[START Given entries]

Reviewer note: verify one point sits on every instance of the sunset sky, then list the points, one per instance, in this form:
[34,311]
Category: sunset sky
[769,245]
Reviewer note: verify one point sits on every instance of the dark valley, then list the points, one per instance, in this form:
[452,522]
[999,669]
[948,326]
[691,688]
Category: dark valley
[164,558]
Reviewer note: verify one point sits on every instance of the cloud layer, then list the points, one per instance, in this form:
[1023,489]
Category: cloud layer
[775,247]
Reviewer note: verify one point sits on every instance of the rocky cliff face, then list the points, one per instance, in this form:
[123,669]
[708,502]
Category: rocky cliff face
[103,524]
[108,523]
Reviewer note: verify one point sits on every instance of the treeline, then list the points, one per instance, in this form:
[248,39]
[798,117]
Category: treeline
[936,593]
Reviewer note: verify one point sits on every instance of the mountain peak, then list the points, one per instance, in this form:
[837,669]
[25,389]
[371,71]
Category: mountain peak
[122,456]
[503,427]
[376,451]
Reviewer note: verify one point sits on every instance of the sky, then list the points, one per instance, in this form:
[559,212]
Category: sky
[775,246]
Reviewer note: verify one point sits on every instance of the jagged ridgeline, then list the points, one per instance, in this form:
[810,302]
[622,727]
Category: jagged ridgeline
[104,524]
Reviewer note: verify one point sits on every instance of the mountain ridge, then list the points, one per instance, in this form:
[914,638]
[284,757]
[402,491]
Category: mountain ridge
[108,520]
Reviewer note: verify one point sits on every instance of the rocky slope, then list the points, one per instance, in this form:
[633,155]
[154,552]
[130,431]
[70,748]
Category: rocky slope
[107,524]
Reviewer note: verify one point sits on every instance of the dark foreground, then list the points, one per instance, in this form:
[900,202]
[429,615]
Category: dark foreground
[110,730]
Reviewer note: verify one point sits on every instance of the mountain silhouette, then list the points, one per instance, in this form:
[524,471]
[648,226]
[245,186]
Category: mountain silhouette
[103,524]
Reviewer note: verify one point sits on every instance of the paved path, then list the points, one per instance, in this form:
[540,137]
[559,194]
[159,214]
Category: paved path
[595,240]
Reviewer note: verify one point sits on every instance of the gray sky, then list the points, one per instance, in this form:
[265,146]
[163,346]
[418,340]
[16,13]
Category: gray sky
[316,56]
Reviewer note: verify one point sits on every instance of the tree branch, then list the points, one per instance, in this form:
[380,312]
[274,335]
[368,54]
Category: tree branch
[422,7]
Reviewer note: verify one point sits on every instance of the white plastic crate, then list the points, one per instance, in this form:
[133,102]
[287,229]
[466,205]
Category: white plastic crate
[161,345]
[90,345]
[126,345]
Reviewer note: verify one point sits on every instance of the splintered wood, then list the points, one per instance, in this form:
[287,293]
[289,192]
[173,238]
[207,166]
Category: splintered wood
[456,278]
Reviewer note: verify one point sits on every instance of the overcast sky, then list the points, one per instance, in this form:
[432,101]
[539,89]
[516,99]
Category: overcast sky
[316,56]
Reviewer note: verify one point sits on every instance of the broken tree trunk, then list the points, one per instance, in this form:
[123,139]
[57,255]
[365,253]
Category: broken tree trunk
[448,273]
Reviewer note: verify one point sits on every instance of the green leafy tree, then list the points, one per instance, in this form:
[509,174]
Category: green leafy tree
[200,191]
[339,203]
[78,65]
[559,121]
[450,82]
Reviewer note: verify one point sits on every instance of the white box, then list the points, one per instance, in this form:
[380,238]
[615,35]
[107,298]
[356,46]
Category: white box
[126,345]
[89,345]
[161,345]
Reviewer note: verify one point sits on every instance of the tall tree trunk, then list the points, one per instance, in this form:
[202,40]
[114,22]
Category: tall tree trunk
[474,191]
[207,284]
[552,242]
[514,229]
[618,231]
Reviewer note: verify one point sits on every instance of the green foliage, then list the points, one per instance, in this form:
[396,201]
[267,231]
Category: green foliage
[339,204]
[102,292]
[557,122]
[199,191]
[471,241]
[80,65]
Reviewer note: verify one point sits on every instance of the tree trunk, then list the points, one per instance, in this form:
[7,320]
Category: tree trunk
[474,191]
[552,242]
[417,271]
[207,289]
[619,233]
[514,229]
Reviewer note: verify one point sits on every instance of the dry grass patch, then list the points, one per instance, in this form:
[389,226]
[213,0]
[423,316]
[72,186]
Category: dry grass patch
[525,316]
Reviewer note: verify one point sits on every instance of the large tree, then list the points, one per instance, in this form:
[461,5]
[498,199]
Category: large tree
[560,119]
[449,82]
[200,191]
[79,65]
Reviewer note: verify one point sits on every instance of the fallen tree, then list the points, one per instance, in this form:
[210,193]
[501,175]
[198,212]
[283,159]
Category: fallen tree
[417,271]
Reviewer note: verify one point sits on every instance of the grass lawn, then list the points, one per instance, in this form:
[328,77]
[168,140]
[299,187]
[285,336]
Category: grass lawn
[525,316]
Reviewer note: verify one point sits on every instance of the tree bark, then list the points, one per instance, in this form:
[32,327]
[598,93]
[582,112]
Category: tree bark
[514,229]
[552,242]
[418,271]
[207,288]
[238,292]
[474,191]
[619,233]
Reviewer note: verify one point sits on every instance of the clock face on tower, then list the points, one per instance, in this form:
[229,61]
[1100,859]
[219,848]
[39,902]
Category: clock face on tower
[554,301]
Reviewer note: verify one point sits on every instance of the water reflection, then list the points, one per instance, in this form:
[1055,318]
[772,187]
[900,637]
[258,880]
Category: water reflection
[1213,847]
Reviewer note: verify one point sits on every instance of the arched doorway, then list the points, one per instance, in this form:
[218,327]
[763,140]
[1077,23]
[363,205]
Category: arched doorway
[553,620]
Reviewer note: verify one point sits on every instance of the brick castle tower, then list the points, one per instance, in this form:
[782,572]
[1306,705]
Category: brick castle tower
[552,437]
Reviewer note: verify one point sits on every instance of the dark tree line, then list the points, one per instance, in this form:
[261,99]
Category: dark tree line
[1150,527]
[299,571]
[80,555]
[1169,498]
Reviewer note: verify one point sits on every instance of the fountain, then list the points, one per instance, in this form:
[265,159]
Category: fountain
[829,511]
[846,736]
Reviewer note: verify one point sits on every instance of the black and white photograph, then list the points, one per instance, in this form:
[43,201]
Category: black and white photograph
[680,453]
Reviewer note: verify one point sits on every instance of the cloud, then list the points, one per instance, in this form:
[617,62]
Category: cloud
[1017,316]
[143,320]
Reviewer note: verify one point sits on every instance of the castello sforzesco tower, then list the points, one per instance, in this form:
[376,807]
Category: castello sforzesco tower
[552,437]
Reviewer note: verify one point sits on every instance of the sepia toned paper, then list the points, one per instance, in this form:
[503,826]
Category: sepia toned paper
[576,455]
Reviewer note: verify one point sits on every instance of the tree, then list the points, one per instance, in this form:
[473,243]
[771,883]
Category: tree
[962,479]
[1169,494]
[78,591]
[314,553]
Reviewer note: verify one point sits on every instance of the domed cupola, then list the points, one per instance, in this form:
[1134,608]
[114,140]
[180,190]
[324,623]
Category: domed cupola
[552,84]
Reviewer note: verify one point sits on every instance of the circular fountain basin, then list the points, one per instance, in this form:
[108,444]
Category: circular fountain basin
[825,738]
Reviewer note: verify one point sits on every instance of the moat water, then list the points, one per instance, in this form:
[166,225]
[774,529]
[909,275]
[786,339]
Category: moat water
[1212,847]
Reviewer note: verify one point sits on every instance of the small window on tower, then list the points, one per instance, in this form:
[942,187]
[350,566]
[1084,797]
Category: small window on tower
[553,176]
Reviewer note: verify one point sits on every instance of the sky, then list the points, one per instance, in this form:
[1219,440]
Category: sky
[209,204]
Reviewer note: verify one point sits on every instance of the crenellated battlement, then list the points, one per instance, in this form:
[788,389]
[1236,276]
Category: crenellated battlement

[END Given entries]

# Given problem:
Please format all the items above as a numbered list and leave out any blank lines.

# Correct answer:
1. Reviewer note: verify one point sits on every instance of the sunset sky, then list the points, one per instance, in this form:
2. [34,311]
3. Category: sunset sky
4. [769,245]
5. Reviewer note: verify one point sits on every instance of the dark valley, then list the points, one per instance, in this form:
6. [452,522]
7. [999,669]
8. [948,326]
9. [691,688]
10. Category: dark valley
11. [164,558]
12. Reviewer note: verify one point sits on every instance of the cloud layer, then list the points, one per instance, in this form:
13. [1023,489]
14. Category: cloud layer
15. [775,247]
16. Reviewer note: verify one point sits on every instance of the rocky cliff face, then list the points, one per instance, in this form:
17. [123,669]
18. [708,502]
19. Category: rocky cliff face
20. [103,524]
21. [108,523]
22. Reviewer note: verify one point sits on every instance of the treeline, then list the points, one per instance, in this form:
23. [248,39]
24. [798,117]
25. Category: treeline
26. [936,593]
27. Reviewer note: verify one point sits on every instance of the mountain peak, then list the points, one per instance, in this form:
28. [837,669]
29. [25,389]
30. [371,71]
31. Category: mountain peak
32. [122,456]
33. [503,427]
34. [376,451]
35. Reviewer note: verify one point sits on every instance of the sky, then list the points, one per instance, in this form:
36. [559,212]
37. Category: sky
38. [775,246]
39. Reviewer note: verify one point sits on every instance of the jagged ridgeline, then list the points, one per instance, in this form:
40. [810,302]
41. [622,727]
42. Category: jagged ridgeline
43. [104,524]
44. Reviewer note: verify one point sits on every instance of the mountain ridge, then list the points, one per instance, in this form:
45. [914,638]
46. [284,757]
47. [402,491]
48. Category: mountain ridge
49. [108,520]
50. Reviewer note: verify one point sits on every instance of the rocky slope, then list the points, one per instance, in this form:
51. [633,155]
52. [154,552]
53. [130,431]
54. [70,748]
55. Category: rocky slope
56. [107,524]
57. Reviewer note: verify one point sits on every instance of the dark foreground, then list the points, one per instance, in this form:
58. [900,202]
59. [429,615]
60. Category: dark foreground
61. [110,730]
62. Reviewer note: verify one point sits on every instance of the mountain silhouette, then list the points, one per instance, in this form:
63. [524,471]
64. [648,226]
65. [245,186]
66. Category: mountain silhouette
67. [103,524]
68. Reviewer note: verify one point sits on every instance of the paved path, then list the points, one per instance, in this form:
69. [540,137]
70. [559,194]
71. [159,214]
72. Category: paved path
73. [595,240]
74. Reviewer note: verify one point sits on every instance of the gray sky, then list the points, one per instance, in this form:
75. [265,146]
76. [163,346]
77. [418,340]
78. [16,13]
79. Category: gray sky
80. [316,56]
81. Reviewer note: verify one point sits on every instance of the tree branch, then list the points, one per instance, in this form:
82. [380,312]
83. [274,335]
84. [368,54]
85. Category: tree branch
86. [422,7]
87. Reviewer note: verify one point sits on every instance of the white plastic crate, then list the points, one per instance, in this form:
88. [133,102]
89. [287,229]
90. [466,205]
91. Category: white plastic crate
92. [161,345]
93. [90,345]
94. [126,345]
95. Reviewer note: verify one point sits on every instance of the splintered wood, then list the points, one per instance, in this form:
96. [287,293]
97. [289,192]
98. [173,238]
99. [207,166]
100. Category: splintered wood
101. [456,278]
102. Reviewer note: verify one point sits on every instance of the overcast sky, then list the points, one per instance, in this form:
103. [432,101]
104. [539,89]
105. [516,99]
106. Category: overcast sky
107. [316,56]
108. Reviewer note: verify one point sits on every instance of the broken tree trunk, then list the points, one per instance, in this form:
109. [123,139]
110. [57,255]
111. [365,253]
112. Category: broken tree trunk
113. [448,273]
114. Reviewer note: verify one point sits on every instance of the green leafy tree, then list the points, one per instance, in this form:
115. [509,174]
116. Category: green leafy tree
117. [200,191]
118. [339,203]
119. [78,65]
120. [559,121]
121. [450,82]
122. Reviewer note: verify one point sits on every instance of the white box, then list the points, one per instance, in this form:
123. [380,238]
124. [615,35]
125. [107,298]
126. [356,46]
127. Category: white box
128. [126,345]
129. [89,345]
130. [161,345]
131. Reviewer note: verify one point sits on every instance of the tall tree trunk, then list the points, one per instance, in this form:
132. [202,40]
133. [114,22]
134. Category: tall tree trunk
135. [474,191]
136. [207,284]
137. [552,242]
138. [514,229]
139. [618,231]
140. Reviewer note: verify one point sits on every instance of the green foliage, then list the points, one per instance, in this form:
141. [396,201]
142. [267,231]
143. Category: green foliage
144. [339,204]
145. [102,292]
146. [557,122]
147. [199,191]
148. [471,241]
149. [80,65]
150. Reviewer note: verify one point sits on every instance of the tree trunk, then list the points, one per instance, in this form:
151. [7,320]
152. Category: tree trunk
153. [474,191]
154. [552,242]
155. [417,271]
156. [207,289]
157. [619,233]
158. [514,229]
159. Reviewer note: verify one point sits on every instance of the dry grass patch, then list the points, one per instance, in this form:
160. [389,226]
161. [213,0]
162. [423,316]
163. [72,186]
164. Category: dry grass patch
165. [525,316]
166. Reviewer note: verify one point sits on every instance of the large tree, then list the points, one per instance, in this form:
167. [461,5]
168. [498,199]
169. Category: large tree
170. [560,119]
171. [449,82]
172. [200,191]
173. [79,65]
174. Reviewer note: verify one point sits on every instance of the fallen tree, then list the points, one per instance, in this form:
175. [210,193]
176. [501,175]
177. [198,212]
178. [283,159]
179. Category: fallen tree
180. [417,271]
181. Reviewer note: verify one point sits on every instance of the grass lawn, then list the points, one per instance, in this form:
182. [328,77]
183. [168,140]
184. [299,187]
185. [285,336]
186. Category: grass lawn
187. [525,316]
188. Reviewer note: verify one point sits on every instance of the tree bark, then list the points, one per instance, in this form:
189. [32,327]
190. [598,93]
191. [582,112]
192. Category: tree bark
193. [514,229]
194. [552,242]
195. [418,271]
196. [207,288]
197. [238,292]
198. [474,191]
199. [619,233]
200. Reviewer note: verify one point sits on every instance of the clock face on tower, then list the points, one per instance, in this form:
201. [229,61]
202. [1100,859]
203. [219,848]
204. [39,902]
205. Category: clock face on tower
206. [554,301]
207. Reviewer note: verify one point sits on every instance of the water reflection, then list the points, one per instance, in this form:
208. [1055,318]
209. [772,187]
210. [900,637]
211. [258,880]
212. Category: water reflection
213. [1213,847]
214. Reviewer note: verify one point sits on every instance of the arched doorway, then list the points, one per instance, in this form:
215. [218,327]
216. [763,140]
217. [1077,23]
218. [363,205]
219. Category: arched doorway
220. [553,620]
221. Reviewer note: verify one point sits on every instance of the brick castle tower, then list the points, one per instance, in this form:
222. [782,572]
223. [1306,705]
224. Category: brick castle tower
225. [552,437]
226. Reviewer note: verify one point sits on every instance of the dark tree line, then list the points, one per instance, in this form:
227. [261,99]
228. Category: dark tree line
229. [1150,527]
230. [299,571]
231. [80,555]
232. [1169,498]
233. Reviewer note: verify one point sits on every instance of the fountain, then list the points, one per instance, in this form:
234. [265,159]
235. Category: fountain
236. [829,511]
237. [846,736]
238. Reviewer note: verify one point sits on every instance of the black and white photograph, then list the points, one per instance, in this form:
239. [43,201]
240. Category: black and white photograph
241. [680,453]
242. Reviewer note: verify one point sits on every instance of the cloud, then list the points, one per instance, in this form:
243. [617,62]
244. Category: cloud
245. [1017,316]
246. [143,320]
247. Reviewer note: verify one point sits on every instance of the castello sforzesco tower, then list the points, one per instance, in this form:
248. [376,807]
249. Category: castello sforzesco tower
250. [552,437]
251. Reviewer note: verify one point sits on every instance of the sepia toned paper, then list the points, one per instance, in this form:
252. [503,826]
253. Category: sepia toned paper
254. [576,455]
255. Reviewer note: verify one point sits on every instance of the tree, then list the points, one per instance, in this form:
256. [473,243]
257. [771,883]
258. Category: tree
259. [962,479]
260. [1169,494]
261. [78,591]
262. [314,553]
263. Reviewer note: verify one point sits on every instance of the domed cupola, then list the points, one per instance, in this form:
264. [1134,608]
265. [114,140]
266. [180,190]
267. [324,623]
268. Category: domed cupola
269. [552,84]
270. Reviewer note: verify one point sits on every instance of the circular fountain basin, then list the points, one per instance, in this form:
271. [108,444]
272. Category: circular fountain basin
273. [825,738]
274. Reviewer note: verify one point sits on every instance of the moat water, then list the points, one per instance, in this form:
275. [166,225]
276. [774,529]
277. [909,275]
278. [786,339]
279. Category: moat water
280. [1212,847]
281. Reviewer note: verify one point sits on every instance of the small window on tower, then list the points, one per instance, in this form:
282. [942,187]
283. [350,566]
284. [1084,797]
285. Category: small window on tower
286. [553,176]
287. Reviewer note: verify one point sits on every instance of the sky, then list the points, one per instance, in this form:
288. [1219,440]
289. Category: sky
290. [209,204]
291. Reviewer note: verify one point sits on every instance of the crenellated battlement, then list the points, one per instance, in this form:
292. [788,389]
293. [1236,276]
294. Category: crenellated battlement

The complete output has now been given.